= TASK INSTRUCTIONS =
Change every "picture above" in the data below to "image above" and reproduce the rest unaltered, omitting the pictures.

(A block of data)
-=-=-

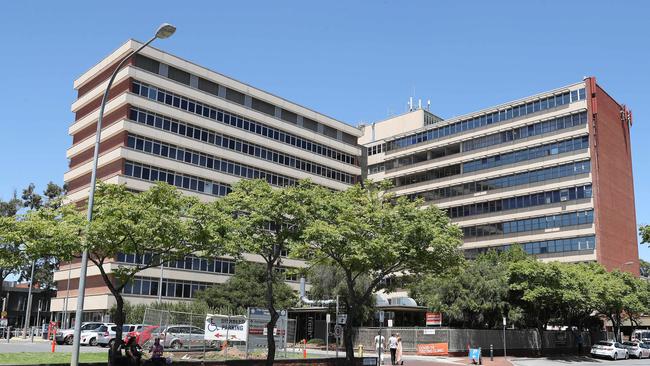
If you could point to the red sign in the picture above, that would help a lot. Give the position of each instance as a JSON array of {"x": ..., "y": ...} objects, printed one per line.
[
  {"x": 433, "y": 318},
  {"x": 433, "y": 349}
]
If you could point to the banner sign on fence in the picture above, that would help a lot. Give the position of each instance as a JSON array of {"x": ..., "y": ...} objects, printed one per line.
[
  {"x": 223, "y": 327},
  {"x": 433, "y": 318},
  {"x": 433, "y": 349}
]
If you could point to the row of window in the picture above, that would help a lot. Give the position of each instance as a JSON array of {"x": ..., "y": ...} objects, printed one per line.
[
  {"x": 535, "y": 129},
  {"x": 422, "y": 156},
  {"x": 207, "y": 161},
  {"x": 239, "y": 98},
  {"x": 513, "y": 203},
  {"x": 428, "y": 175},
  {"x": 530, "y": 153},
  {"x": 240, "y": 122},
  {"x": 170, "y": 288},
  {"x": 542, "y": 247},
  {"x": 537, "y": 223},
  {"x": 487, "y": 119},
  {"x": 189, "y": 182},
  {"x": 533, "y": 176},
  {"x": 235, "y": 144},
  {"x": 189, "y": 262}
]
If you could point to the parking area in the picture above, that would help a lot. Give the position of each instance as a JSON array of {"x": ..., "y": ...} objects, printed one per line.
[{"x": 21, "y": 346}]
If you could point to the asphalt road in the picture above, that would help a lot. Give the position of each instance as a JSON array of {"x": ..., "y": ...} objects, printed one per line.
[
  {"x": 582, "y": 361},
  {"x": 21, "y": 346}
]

-=-=-

= THE RESPONSE =
If you could point to the red sign in the image above, that would help a lot. Give the position of each instance as a JSON array of {"x": ..., "y": ...} objects, printed one per line.
[
  {"x": 433, "y": 318},
  {"x": 433, "y": 349}
]
If you could point to the banner sign on fence in the image above, that would help a lot. Give the position of each instance as a JSON array of {"x": ..., "y": ...} objects, printed one per line.
[
  {"x": 223, "y": 327},
  {"x": 433, "y": 318},
  {"x": 433, "y": 349}
]
If you could point to the row of window in the image above, that would help a lot. Give the position of each instance as a JSON array of {"x": ..., "y": ...} objects, printed one per line.
[
  {"x": 535, "y": 129},
  {"x": 422, "y": 156},
  {"x": 207, "y": 161},
  {"x": 239, "y": 98},
  {"x": 513, "y": 203},
  {"x": 428, "y": 175},
  {"x": 530, "y": 153},
  {"x": 240, "y": 122},
  {"x": 170, "y": 288},
  {"x": 542, "y": 247},
  {"x": 537, "y": 223},
  {"x": 487, "y": 119},
  {"x": 189, "y": 182},
  {"x": 533, "y": 176},
  {"x": 235, "y": 144},
  {"x": 189, "y": 262}
]
If you could point to the parking area in the image above, that would help a lot. Give the position of each instance as a JSON array of {"x": ..., "y": ...} objects, printed one per line.
[{"x": 21, "y": 346}]
If you could point to the asphalt road in the image above, that would help a lot. Give the position of each instance as a JSON array of {"x": ..., "y": ...} objects, printed one per line.
[
  {"x": 582, "y": 361},
  {"x": 21, "y": 346}
]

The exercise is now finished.